§ WHAT YOU WILL DO: Can you render the records as a JSON list of strings, one string per line with blank lines left out, starting at the line that contains "Q: Where on this screen is the evergreen" and stopping after the line that contains "xmin=0 ymin=119 xmax=120 ymax=255"?
Start of DATA TO USE
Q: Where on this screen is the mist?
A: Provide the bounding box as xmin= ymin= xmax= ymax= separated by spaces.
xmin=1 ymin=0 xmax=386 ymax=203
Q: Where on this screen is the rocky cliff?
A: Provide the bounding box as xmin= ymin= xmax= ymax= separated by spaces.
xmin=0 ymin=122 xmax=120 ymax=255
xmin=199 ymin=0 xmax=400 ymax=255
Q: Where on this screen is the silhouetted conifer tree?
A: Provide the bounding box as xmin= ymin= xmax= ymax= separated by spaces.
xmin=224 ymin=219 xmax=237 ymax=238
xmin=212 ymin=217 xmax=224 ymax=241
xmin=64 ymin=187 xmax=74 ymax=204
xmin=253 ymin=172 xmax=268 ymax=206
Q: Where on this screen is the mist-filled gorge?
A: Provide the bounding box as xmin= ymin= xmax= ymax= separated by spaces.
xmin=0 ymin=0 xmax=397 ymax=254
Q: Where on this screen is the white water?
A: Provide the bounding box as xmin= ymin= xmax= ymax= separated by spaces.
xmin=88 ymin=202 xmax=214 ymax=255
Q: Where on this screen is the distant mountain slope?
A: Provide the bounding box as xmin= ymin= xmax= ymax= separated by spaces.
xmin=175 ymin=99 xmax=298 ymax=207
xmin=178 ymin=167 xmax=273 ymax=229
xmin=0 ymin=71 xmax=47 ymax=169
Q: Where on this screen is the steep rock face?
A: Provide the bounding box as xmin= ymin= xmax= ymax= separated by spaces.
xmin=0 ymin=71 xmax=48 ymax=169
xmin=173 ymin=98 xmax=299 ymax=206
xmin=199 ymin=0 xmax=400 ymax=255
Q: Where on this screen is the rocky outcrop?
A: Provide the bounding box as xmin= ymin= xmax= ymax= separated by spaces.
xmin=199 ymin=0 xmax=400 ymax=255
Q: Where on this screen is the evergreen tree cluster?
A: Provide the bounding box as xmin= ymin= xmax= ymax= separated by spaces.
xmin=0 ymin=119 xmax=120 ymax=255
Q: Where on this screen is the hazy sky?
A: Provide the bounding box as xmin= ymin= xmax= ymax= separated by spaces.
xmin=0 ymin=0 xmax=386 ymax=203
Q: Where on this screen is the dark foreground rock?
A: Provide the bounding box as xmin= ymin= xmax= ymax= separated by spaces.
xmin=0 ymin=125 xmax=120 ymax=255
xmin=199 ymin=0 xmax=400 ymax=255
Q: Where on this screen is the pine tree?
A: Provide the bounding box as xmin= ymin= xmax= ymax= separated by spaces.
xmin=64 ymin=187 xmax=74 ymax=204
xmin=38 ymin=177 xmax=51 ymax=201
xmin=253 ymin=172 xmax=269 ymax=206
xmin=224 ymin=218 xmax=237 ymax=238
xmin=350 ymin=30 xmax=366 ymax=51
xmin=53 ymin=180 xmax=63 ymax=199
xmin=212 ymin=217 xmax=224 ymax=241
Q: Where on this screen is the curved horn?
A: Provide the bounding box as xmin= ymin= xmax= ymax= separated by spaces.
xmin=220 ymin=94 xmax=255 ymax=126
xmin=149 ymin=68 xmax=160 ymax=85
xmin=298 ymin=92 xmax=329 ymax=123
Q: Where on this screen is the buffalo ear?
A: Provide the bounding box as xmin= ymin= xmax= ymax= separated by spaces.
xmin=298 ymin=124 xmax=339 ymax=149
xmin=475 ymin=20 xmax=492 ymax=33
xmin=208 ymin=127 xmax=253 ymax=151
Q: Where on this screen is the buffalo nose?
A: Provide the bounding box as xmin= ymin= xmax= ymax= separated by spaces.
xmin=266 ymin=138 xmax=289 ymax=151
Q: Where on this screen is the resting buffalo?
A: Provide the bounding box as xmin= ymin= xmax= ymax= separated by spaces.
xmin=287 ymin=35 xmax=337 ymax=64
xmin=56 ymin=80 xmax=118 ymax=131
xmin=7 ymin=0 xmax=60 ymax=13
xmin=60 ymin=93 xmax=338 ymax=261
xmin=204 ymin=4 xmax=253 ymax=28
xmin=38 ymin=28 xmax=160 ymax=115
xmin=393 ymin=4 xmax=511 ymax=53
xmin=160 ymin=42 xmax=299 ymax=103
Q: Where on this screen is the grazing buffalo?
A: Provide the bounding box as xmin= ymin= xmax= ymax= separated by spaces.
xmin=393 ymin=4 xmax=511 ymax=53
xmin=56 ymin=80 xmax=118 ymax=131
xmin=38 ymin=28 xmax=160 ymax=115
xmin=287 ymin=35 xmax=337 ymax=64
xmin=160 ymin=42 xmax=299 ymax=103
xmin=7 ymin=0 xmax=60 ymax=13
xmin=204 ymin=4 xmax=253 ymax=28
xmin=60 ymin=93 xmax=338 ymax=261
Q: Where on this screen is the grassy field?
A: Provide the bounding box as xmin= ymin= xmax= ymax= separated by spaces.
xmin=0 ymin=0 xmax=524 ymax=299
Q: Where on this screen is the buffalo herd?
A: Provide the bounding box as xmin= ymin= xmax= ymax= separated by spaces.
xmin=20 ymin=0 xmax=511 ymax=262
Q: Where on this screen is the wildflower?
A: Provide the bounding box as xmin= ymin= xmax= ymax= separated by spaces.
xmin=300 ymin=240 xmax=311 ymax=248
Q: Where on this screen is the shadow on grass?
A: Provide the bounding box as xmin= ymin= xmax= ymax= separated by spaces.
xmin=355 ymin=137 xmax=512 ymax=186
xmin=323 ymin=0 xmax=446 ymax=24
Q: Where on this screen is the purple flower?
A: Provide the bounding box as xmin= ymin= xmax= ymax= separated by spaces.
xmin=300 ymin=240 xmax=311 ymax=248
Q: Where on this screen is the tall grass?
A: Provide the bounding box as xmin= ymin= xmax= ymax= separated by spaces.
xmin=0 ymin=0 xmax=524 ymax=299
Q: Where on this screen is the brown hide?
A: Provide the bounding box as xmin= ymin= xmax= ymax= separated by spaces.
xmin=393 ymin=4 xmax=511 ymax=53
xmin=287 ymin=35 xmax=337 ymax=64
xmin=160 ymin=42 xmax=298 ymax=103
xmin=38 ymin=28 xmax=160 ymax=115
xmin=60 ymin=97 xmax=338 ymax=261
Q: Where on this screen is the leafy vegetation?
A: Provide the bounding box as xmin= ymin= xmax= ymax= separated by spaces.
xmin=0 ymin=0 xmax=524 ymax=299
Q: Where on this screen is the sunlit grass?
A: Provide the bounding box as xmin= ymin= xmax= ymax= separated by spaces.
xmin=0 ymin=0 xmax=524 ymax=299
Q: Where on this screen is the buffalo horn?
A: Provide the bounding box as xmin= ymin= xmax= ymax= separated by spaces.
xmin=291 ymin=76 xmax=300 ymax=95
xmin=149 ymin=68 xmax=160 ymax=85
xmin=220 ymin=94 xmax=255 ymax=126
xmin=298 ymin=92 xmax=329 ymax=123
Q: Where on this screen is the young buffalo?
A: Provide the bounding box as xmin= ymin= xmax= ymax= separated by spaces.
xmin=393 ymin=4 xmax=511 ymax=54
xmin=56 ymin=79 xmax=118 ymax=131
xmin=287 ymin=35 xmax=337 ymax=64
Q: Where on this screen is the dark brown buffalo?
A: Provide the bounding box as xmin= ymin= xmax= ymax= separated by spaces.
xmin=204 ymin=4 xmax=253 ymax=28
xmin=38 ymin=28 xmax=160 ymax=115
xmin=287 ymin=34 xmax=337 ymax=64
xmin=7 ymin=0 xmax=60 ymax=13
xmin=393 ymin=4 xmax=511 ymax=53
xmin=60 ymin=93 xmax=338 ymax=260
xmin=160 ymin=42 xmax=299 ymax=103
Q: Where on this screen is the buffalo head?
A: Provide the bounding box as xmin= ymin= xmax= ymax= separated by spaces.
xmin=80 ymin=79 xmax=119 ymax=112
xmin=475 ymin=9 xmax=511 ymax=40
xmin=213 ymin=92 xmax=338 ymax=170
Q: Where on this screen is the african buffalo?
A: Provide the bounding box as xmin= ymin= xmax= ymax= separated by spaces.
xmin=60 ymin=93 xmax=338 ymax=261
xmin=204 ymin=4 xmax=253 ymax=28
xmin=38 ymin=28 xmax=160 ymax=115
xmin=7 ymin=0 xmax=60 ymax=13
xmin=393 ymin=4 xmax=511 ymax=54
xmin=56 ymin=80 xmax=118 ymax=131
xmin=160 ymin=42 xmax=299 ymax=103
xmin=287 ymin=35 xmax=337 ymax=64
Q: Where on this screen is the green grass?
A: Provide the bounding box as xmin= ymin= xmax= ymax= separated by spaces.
End of DATA TO USE
§ SOLVED EXERCISE:
[
  "Q: Where on this screen is the evergreen tree cluster?",
  "A: Provide the bounding box as xmin= ymin= xmax= ymax= separated by spaces.",
  "xmin=0 ymin=119 xmax=120 ymax=255"
]